━━ Dataset
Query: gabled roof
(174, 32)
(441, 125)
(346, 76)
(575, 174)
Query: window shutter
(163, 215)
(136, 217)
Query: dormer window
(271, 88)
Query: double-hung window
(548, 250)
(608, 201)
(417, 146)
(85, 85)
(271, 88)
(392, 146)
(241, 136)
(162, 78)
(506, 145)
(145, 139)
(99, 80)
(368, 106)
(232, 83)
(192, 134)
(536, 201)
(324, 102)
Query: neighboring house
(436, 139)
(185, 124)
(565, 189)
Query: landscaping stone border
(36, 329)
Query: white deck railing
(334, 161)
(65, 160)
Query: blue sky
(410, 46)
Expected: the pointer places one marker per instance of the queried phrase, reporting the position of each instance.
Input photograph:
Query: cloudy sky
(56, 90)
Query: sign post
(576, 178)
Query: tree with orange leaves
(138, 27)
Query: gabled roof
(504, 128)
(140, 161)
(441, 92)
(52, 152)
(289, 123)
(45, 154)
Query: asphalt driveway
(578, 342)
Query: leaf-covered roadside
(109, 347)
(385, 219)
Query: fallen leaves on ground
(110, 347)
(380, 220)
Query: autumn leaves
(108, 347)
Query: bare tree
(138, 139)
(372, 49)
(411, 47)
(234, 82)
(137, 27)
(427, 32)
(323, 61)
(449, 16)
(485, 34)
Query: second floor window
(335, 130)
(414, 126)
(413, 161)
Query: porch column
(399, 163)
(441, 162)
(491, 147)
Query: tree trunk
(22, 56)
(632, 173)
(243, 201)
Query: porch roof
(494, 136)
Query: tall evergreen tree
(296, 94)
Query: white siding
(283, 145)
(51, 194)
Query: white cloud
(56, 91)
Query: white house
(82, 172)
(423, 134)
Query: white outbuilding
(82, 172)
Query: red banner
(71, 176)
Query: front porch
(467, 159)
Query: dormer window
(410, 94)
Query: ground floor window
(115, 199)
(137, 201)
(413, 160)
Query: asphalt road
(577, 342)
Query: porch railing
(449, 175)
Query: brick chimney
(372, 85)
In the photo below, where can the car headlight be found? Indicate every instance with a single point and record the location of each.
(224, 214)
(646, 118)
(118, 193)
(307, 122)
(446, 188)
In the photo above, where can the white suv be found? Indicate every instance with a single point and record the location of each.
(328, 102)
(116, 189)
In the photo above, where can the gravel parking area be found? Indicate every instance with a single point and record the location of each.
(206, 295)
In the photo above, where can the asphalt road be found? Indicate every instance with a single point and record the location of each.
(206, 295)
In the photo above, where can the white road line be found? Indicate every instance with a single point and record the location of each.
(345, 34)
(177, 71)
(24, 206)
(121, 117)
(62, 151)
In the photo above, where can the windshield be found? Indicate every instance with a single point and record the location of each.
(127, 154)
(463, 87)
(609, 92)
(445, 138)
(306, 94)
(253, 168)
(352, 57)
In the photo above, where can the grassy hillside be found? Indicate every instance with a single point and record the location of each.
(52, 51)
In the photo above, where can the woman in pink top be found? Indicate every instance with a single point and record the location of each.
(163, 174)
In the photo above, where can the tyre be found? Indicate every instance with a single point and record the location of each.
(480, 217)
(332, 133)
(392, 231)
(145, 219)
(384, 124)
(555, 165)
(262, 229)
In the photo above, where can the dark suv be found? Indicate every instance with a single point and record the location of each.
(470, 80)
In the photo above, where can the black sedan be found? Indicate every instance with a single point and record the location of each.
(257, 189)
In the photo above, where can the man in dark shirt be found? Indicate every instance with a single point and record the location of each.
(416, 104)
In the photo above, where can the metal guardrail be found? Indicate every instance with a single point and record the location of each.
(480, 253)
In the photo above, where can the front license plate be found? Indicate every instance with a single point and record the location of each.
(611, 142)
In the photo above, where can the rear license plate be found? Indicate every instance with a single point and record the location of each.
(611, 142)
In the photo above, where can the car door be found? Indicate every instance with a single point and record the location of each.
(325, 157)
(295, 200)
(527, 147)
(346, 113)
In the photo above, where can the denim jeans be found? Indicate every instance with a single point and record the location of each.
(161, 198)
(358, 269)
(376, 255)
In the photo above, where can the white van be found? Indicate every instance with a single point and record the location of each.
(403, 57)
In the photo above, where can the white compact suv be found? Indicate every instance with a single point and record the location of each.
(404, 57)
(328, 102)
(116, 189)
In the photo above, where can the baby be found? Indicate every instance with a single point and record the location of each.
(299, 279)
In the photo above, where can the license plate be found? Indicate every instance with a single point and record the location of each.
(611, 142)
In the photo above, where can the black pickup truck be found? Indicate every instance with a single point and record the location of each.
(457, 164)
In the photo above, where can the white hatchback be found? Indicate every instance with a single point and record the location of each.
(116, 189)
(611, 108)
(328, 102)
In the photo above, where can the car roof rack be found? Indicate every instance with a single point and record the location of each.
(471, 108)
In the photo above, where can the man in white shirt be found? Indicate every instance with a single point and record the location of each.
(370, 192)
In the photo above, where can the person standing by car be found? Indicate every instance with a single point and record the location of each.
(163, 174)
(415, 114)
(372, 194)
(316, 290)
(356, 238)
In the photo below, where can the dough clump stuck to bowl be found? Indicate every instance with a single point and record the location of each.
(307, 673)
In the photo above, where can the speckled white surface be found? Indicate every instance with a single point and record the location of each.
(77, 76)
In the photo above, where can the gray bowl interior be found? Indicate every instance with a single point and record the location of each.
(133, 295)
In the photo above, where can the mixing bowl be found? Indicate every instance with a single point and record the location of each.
━━━━
[Your goal] Please retype each entry above exactly as it is written.

[Exercise answer]
Query: gabled roof
(174, 32)
(441, 125)
(346, 76)
(575, 174)
Query: window shutter
(163, 215)
(136, 217)
Query: dormer window
(271, 88)
Query: double-hung window
(548, 250)
(608, 201)
(417, 146)
(85, 85)
(271, 88)
(392, 146)
(241, 136)
(162, 78)
(506, 145)
(145, 139)
(99, 80)
(368, 106)
(232, 83)
(192, 134)
(536, 201)
(324, 102)
Query: neighboring house
(436, 139)
(185, 124)
(565, 189)
Query: landscaping stone border
(36, 329)
Query: white deck railing
(334, 161)
(65, 160)
Query: blue sky
(410, 46)
Expected: the pointer places one marker per instance of the queried phrase, reporting the position of each instance.
Input photograph:
Query: cloudy sky
(56, 90)
Query: sign post
(576, 178)
Query: tree with orange leaves
(138, 27)
Query: gabled roof
(504, 128)
(140, 161)
(441, 92)
(52, 152)
(289, 123)
(45, 154)
Query: asphalt driveway
(578, 342)
Query: leaf-covered roadside
(109, 347)
(385, 219)
Query: fallen leaves on ground
(110, 347)
(380, 220)
Query: autumn leaves
(108, 347)
Query: bare tree
(138, 139)
(372, 49)
(411, 47)
(234, 82)
(137, 27)
(427, 32)
(323, 61)
(449, 16)
(485, 34)
Query: second floor window
(335, 130)
(414, 126)
(413, 161)
Query: porch column
(399, 163)
(441, 162)
(491, 147)
Query: tree trunk
(22, 56)
(632, 173)
(243, 201)
Query: porch roof
(494, 136)
Query: tall evergreen tree
(296, 94)
Query: white siding
(283, 145)
(51, 194)
Query: white cloud
(56, 91)
Query: white house
(82, 172)
(423, 134)
Query: white outbuilding
(82, 172)
Query: red banner
(71, 176)
Query: front porch
(467, 159)
Query: dormer window
(410, 94)
Query: ground floor window
(115, 199)
(137, 201)
(413, 160)
Query: asphalt road
(577, 342)
Query: porch railing
(449, 175)
Query: brick chimney
(372, 85)
In the photo below, where can the car headlight be found? Indicate every instance with a single point and record the location of each.
(224, 214)
(646, 118)
(118, 193)
(307, 122)
(446, 188)
In the photo above, where can the white suv be found? Indicate every instance with a single point and record the location of each.
(328, 102)
(116, 189)
In the photo above, where can the gravel parking area be found? Indicate every instance with a single point and record the location of each.
(206, 295)
In the photo above, where can the asphalt road be found? Indicate every instance with a single point and record the location of each.
(206, 295)
In the photo above, where can the white road line be found? Indicate every instance with a single point and record the location of each.
(345, 34)
(177, 71)
(24, 206)
(121, 117)
(62, 151)
In the photo above, where can the windshield be found? Indicate every instance with a single point and record the location of each.
(127, 154)
(463, 87)
(609, 92)
(445, 138)
(306, 94)
(253, 168)
(352, 57)
In the photo above, where can the grassy hillside be found? Indicate every instance with a single point and record the location of each.
(52, 51)
In the photo above, where can the woman in pink top be found? Indicate every instance with a single point and record the location of each.
(163, 174)
In the photo above, where can the tyre be found? Indicate every instance with a single point and record the location of each.
(480, 217)
(332, 133)
(392, 231)
(145, 219)
(384, 124)
(555, 165)
(262, 229)
In the photo above, where can the dark suv be found? Indicate every instance with a single point and record the location of each.
(470, 80)
In the photo above, where can the black sedan be found? Indicate every instance with a single point and record the location of each.
(257, 189)
In the photo above, where can the man in dark shirt be found? Indicate every instance with a single point and record the location of each.
(416, 104)
In the photo above, where can the metal guardrail be found? Indicate every instance with a single point and record the location of each.
(480, 253)
In the photo above, where can the front license plate be found? Indicate every instance with a single point and record the location of each.
(611, 142)
In the photo above, where can the rear license plate be found? Indicate every instance with a single point and record the location of each.
(611, 142)
In the photo above, where can the car door be found? Indicate every instance with a single point and record the location of each.
(325, 157)
(295, 200)
(527, 147)
(346, 113)
In the photo above, where can the denim jeans be found? Indicate every instance with a single point and record the location of each.
(161, 198)
(358, 269)
(376, 255)
In the photo above, where can the white van be found? Indicate every instance with a single point and record the location of each.
(403, 57)
In the photo above, where can the white compact suv be found? Indicate every instance with a single point and record the location of each.
(404, 57)
(328, 102)
(116, 189)
In the photo above, where can the baby be found? Indicate every instance with a single point and record the location of each.
(299, 279)
In the photo above, where can the license plate be found? Indicate every instance with a single point and record the location of each.
(611, 142)
In the photo above, where can the black pickup truck be found? Indicate every instance with a single point and record the location of each.
(457, 164)
In the photo above, where can the white hatchback be found? Indicate every instance with a single point and record the location of each.
(116, 189)
(611, 108)
(328, 102)
In the photo above, where can the car roof rack be found? Indicate every instance with a single point and record the location of each.
(471, 108)
In the photo above, where can the man in white shirt be found? Indicate every instance with a single point and record the location of each.
(370, 192)
In the photo above, where can the person standing by car be found? Indicate every instance with a single point and record the location of each.
(163, 174)
(415, 114)
(372, 194)
(316, 290)
(356, 238)
In the photo below, where can the dough clump stuck to bowl be found? Indicate every instance with a single point and record the location of each.
(307, 673)
In the photo above, where can the speckled white surface be found? Indicate every instance with a single point and record the location of each.
(77, 76)
In the photo above, where can the gray bowl interior be found? Indicate every instance with a single point and record the location of each.
(133, 295)
In the photo above, where can the mixing bowl be found? Indicate every instance with a single point and record the location of each.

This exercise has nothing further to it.